> _Stated goal_
Write out each line exactly as it stands, please.

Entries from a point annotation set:
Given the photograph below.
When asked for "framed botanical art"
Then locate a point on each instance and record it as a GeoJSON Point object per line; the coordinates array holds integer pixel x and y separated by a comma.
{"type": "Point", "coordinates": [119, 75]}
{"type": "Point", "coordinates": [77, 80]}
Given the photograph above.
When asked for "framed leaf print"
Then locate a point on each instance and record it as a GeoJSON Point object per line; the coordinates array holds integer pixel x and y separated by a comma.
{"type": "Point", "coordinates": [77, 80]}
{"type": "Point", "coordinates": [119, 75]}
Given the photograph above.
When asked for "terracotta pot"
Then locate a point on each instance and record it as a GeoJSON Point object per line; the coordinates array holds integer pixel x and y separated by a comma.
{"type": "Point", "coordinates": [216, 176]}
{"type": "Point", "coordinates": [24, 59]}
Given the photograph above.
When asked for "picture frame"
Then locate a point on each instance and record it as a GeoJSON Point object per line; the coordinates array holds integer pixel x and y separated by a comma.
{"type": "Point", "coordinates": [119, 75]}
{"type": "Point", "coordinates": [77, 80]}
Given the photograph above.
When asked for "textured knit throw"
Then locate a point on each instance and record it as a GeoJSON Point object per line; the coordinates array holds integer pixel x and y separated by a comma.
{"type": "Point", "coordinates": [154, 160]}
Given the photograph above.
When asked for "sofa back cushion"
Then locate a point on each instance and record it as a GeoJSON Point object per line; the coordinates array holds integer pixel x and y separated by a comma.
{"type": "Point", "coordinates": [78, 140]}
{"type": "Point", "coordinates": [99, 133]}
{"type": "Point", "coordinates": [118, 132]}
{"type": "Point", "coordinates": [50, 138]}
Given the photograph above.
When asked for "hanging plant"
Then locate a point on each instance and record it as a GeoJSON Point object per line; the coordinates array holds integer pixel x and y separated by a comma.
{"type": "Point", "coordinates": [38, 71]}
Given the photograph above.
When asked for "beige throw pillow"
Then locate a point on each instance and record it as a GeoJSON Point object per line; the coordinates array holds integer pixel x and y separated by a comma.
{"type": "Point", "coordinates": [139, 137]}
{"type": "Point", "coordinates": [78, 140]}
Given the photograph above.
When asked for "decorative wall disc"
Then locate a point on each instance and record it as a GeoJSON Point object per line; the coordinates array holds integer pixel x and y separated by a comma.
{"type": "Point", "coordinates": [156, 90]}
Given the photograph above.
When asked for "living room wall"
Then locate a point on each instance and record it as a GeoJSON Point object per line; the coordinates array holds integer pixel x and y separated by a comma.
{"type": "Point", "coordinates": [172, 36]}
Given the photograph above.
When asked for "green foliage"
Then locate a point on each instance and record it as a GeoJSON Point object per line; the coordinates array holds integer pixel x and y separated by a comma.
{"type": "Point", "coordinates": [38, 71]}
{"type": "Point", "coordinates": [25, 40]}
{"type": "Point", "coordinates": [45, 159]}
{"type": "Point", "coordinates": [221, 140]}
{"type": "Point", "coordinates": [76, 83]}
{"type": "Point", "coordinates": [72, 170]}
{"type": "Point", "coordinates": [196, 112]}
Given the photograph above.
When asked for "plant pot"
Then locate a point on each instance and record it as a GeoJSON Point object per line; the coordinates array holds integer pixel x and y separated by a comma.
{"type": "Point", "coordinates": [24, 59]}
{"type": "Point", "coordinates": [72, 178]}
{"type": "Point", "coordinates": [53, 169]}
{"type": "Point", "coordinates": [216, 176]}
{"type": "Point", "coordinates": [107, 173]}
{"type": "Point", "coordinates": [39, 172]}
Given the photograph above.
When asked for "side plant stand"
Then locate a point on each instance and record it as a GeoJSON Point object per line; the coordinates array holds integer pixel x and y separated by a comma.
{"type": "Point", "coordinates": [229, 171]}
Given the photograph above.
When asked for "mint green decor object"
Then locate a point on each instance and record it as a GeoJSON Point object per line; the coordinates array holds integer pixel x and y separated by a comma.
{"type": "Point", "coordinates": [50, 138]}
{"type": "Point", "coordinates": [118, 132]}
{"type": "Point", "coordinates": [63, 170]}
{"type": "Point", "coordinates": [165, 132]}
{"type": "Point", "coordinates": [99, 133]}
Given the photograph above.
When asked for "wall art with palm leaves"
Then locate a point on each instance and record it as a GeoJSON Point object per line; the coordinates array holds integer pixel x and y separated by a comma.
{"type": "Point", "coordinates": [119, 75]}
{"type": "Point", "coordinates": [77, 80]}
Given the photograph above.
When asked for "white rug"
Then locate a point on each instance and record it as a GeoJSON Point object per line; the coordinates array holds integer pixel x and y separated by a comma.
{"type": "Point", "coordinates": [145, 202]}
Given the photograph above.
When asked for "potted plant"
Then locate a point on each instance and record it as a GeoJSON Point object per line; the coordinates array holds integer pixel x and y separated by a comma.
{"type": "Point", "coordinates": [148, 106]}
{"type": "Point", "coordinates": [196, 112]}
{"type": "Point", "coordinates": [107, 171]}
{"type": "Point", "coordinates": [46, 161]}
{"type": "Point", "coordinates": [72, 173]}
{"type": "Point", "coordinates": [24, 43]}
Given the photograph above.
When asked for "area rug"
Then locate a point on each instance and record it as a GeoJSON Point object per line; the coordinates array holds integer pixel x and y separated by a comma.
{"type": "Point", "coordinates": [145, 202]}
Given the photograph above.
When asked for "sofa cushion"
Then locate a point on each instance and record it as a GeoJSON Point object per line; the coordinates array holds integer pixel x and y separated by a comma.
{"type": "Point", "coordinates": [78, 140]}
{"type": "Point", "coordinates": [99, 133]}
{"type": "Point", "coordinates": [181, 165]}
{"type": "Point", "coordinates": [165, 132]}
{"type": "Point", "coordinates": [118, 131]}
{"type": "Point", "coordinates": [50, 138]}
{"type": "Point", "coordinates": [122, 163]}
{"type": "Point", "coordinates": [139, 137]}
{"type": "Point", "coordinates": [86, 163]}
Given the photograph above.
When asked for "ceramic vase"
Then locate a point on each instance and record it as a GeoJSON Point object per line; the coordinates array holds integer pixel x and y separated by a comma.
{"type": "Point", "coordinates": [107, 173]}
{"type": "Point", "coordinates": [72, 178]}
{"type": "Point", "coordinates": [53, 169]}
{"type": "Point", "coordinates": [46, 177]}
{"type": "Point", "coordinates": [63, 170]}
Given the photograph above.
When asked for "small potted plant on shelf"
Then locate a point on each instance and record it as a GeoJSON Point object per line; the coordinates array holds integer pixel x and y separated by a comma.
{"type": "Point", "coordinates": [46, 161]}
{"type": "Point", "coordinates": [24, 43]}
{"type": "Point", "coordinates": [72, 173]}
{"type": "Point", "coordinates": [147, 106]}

> _Result of this exercise_
Given the photograph below.
When asked for "framed botanical art"
Then locate a point on each instance and record it as a GeoJSON Point object per line; the coordinates array holds integer pixel x and y separated by a comma.
{"type": "Point", "coordinates": [119, 75]}
{"type": "Point", "coordinates": [77, 80]}
Given the photograph above.
When asked for "framed leaf print"
Then locate a point on each instance and record it as a GeoJSON Point object per line; the coordinates array holds integer pixel x and y separated by a comma.
{"type": "Point", "coordinates": [77, 80]}
{"type": "Point", "coordinates": [119, 75]}
Given the photograph above.
When asked for "terracotta pot"
Then locate a point on each instance and record it as a GeoJSON Point object per line; the coordinates array holds integer pixel x and y separated by a comma.
{"type": "Point", "coordinates": [216, 176]}
{"type": "Point", "coordinates": [24, 59]}
Given the photograph above.
When asked for "picture frame"
Then locate a point on each instance and record it as a GeoJSON Point object per line; the coordinates array holds integer pixel x and y separated by a comma.
{"type": "Point", "coordinates": [119, 75]}
{"type": "Point", "coordinates": [77, 80]}
Given the photograph above.
When asked for "textured knit throw"
Then locate a point on each instance and record it as a GeoJSON Point object per line; the coordinates array holds integer pixel x and y separated by a comma.
{"type": "Point", "coordinates": [154, 160]}
Given the photograph above.
When asked for "sofa back cushion"
Then locate a point on each instance and record it as a GeoJSON Point object per line; the coordinates array holds integer pixel x and y separated by a comma.
{"type": "Point", "coordinates": [78, 140]}
{"type": "Point", "coordinates": [99, 133]}
{"type": "Point", "coordinates": [118, 132]}
{"type": "Point", "coordinates": [50, 138]}
Given the photograph above.
When asked for "hanging plant"
Then locate a point on each instance and record it as a GeoJSON Point object per line; the coordinates array holds integer pixel x and y separated by a comma.
{"type": "Point", "coordinates": [38, 71]}
Given the photograph above.
When asked for "beige throw pillow"
Then locate a point on each instance and record it as a GeoJSON Point object per line; the coordinates array holds integer pixel x and y separated by a comma.
{"type": "Point", "coordinates": [139, 137]}
{"type": "Point", "coordinates": [78, 140]}
Given the photograph above.
When asked for "decorative wall disc"
Then locate a point on each instance and record it as a GeoJSON Point object per line; the coordinates array holds integer pixel x and y separated by a comma.
{"type": "Point", "coordinates": [156, 90]}
Given the photograph above.
When asked for "living room wall"
Then locate a point on each instance and record it as a GeoJSON Point object per line; the coordinates array holds integer pixel x and y separated by a comma.
{"type": "Point", "coordinates": [172, 36]}
Given the photograph above.
When asked for "green foliage"
Then locate a point on each instance and record it as a GeoJSON Point object per line; the coordinates array holds integer pixel x and y separated by a comma.
{"type": "Point", "coordinates": [38, 71]}
{"type": "Point", "coordinates": [25, 40]}
{"type": "Point", "coordinates": [45, 159]}
{"type": "Point", "coordinates": [221, 140]}
{"type": "Point", "coordinates": [76, 83]}
{"type": "Point", "coordinates": [72, 170]}
{"type": "Point", "coordinates": [196, 112]}
Given the photograph above.
When asked for "plant pot"
Then locate a point on each instance and record it as a GeoJSON Point object per line; the coordinates array holds integer pixel x and y separated by a comma.
{"type": "Point", "coordinates": [24, 59]}
{"type": "Point", "coordinates": [72, 178]}
{"type": "Point", "coordinates": [53, 169]}
{"type": "Point", "coordinates": [216, 176]}
{"type": "Point", "coordinates": [107, 173]}
{"type": "Point", "coordinates": [39, 172]}
Given the photograph above.
When asked for "side plant stand"
Then locate a point on each instance and record it as a GeoJSON Point object per line; the coordinates array holds integer pixel x and y separated by a comma.
{"type": "Point", "coordinates": [229, 171]}
Given the photograph above.
When asked for "mint green decor object"
Then locate a point on each instance and record it as a GeoJSON Point object per line; the coordinates array holds integer pixel x and y separated by a comma.
{"type": "Point", "coordinates": [50, 138]}
{"type": "Point", "coordinates": [118, 132]}
{"type": "Point", "coordinates": [63, 170]}
{"type": "Point", "coordinates": [165, 132]}
{"type": "Point", "coordinates": [99, 133]}
Given the photograph above.
When asked for "wall art with palm leaves"
Then locate a point on each instance and record it as a GeoJSON Point object per line; the coordinates array holds integer pixel x and y separated by a comma.
{"type": "Point", "coordinates": [119, 75]}
{"type": "Point", "coordinates": [77, 80]}
Given the photograph above.
When asked for "white rug"
Then locate a point on each instance and record it as a GeoJSON Point object per line; the coordinates array holds integer pixel x and y separated by a comma.
{"type": "Point", "coordinates": [145, 202]}
Given the photograph above.
When asked for "potted plant"
Then locate a point on each instance and record it as a GeoJSON Point object per line; the coordinates array holds integer pixel x and y separated by a comma.
{"type": "Point", "coordinates": [148, 106]}
{"type": "Point", "coordinates": [196, 112]}
{"type": "Point", "coordinates": [107, 171]}
{"type": "Point", "coordinates": [46, 161]}
{"type": "Point", "coordinates": [72, 173]}
{"type": "Point", "coordinates": [24, 43]}
Given the photograph above.
When asked for "area rug"
Then locate a point on each instance and record it as a GeoJSON Point object per line; the coordinates array holds integer pixel x and y separated by a comma.
{"type": "Point", "coordinates": [145, 202]}
Given the photograph above.
When asked for "sofa cushion"
Then locate a point on each instance and record it as a GeoJSON Point object per line; the coordinates array holds integer pixel x and y separated by a comma.
{"type": "Point", "coordinates": [78, 140]}
{"type": "Point", "coordinates": [99, 133]}
{"type": "Point", "coordinates": [181, 165]}
{"type": "Point", "coordinates": [165, 132]}
{"type": "Point", "coordinates": [118, 131]}
{"type": "Point", "coordinates": [50, 138]}
{"type": "Point", "coordinates": [122, 163]}
{"type": "Point", "coordinates": [139, 137]}
{"type": "Point", "coordinates": [86, 163]}
Given the photograph above.
When asked for "ceramic vase"
Then locate a point on each instance and record it as a GeoJSON Point object per line; the coordinates array holds integer pixel x and y separated by a comma.
{"type": "Point", "coordinates": [107, 173]}
{"type": "Point", "coordinates": [72, 178]}
{"type": "Point", "coordinates": [53, 169]}
{"type": "Point", "coordinates": [46, 177]}
{"type": "Point", "coordinates": [63, 170]}
Given the photograph above.
When asked for "small potted plant on shelf"
Then locate a point on each instance and record it as a GeoJSON Point object per line; the coordinates array holds integer pixel x and y separated by a comma.
{"type": "Point", "coordinates": [46, 161]}
{"type": "Point", "coordinates": [24, 43]}
{"type": "Point", "coordinates": [72, 173]}
{"type": "Point", "coordinates": [147, 106]}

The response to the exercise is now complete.